Data items
[Start of section]
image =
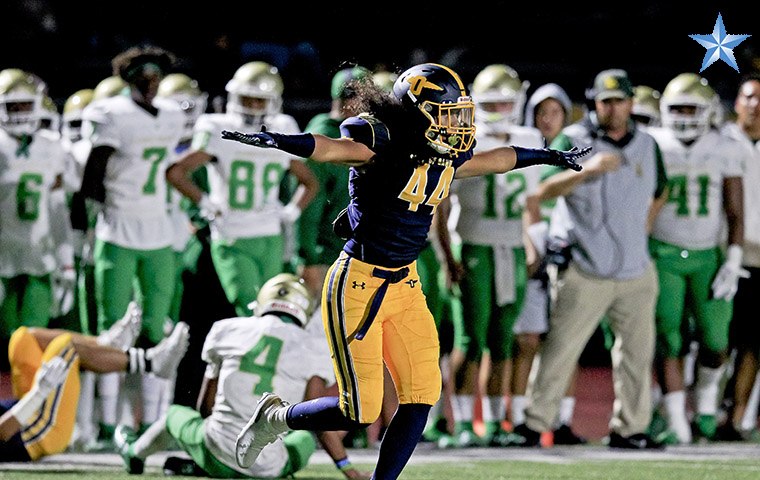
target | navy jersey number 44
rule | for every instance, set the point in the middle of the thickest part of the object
(393, 199)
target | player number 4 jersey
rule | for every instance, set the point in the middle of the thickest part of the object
(252, 356)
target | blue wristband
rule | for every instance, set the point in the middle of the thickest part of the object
(343, 464)
(527, 157)
(300, 145)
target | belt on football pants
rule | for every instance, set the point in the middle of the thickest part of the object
(388, 276)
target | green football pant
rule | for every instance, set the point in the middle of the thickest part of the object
(244, 265)
(116, 268)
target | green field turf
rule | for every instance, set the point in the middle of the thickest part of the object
(665, 469)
[End of section]
> _About this task_: With "number" as the string to match, show every line of the entries above that has it.

> _Reply to the exercise_:
target | navy jersey number 44
target | player number 4 jersey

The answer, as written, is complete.